Exercise requirements => Since pictures are not wanted, repeat only the text of the records, word for word.

******************************

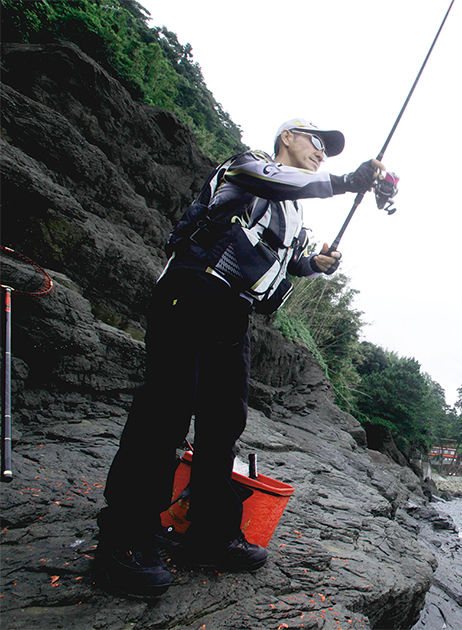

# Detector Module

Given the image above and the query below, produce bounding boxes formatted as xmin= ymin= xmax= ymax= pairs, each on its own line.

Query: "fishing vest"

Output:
xmin=165 ymin=153 xmax=308 ymax=311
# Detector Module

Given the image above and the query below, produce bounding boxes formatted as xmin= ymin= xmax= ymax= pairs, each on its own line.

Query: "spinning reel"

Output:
xmin=374 ymin=171 xmax=399 ymax=215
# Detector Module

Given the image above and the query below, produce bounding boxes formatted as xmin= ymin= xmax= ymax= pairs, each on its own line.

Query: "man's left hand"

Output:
xmin=312 ymin=243 xmax=342 ymax=274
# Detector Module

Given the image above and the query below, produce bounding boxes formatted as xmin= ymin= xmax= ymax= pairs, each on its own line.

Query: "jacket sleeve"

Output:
xmin=224 ymin=150 xmax=334 ymax=202
xmin=287 ymin=230 xmax=321 ymax=278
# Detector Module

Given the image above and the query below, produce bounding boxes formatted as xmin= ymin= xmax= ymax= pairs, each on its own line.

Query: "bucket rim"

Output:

******************************

Response area =>
# Detector Module

Given the image above and the query below, produce bounding boxes formatted as xmin= ymin= xmax= ymax= pairs, each on its own line.

Query: "fishing vest"

Output:
xmin=165 ymin=153 xmax=308 ymax=311
# Detector Module

Given the image above and the query below, produce bounding boxes formatted as xmin= ymin= xmax= ymax= pairs, each on its own line.

Query: "spinning reel"

Output:
xmin=374 ymin=171 xmax=399 ymax=215
# Detector Module

Given the image above and the query below, produce bounding boxes formatted as xmin= ymin= xmax= ymax= pairs, each on its own line.

Query: "man's left hand"

Output:
xmin=312 ymin=243 xmax=342 ymax=274
# Detector Module

Given the image above and the query below, produce bounding boxes formatted as xmin= ymin= xmax= ymax= pairs, each on its own line.

Query: "jacket sleeve"

Output:
xmin=224 ymin=150 xmax=334 ymax=202
xmin=287 ymin=230 xmax=321 ymax=278
# Detector Module

Given the image above and the query below, produce bounding boxes formatted as xmin= ymin= xmax= ymax= pairs, each on its own line.

Query: "bucket rim"

Output:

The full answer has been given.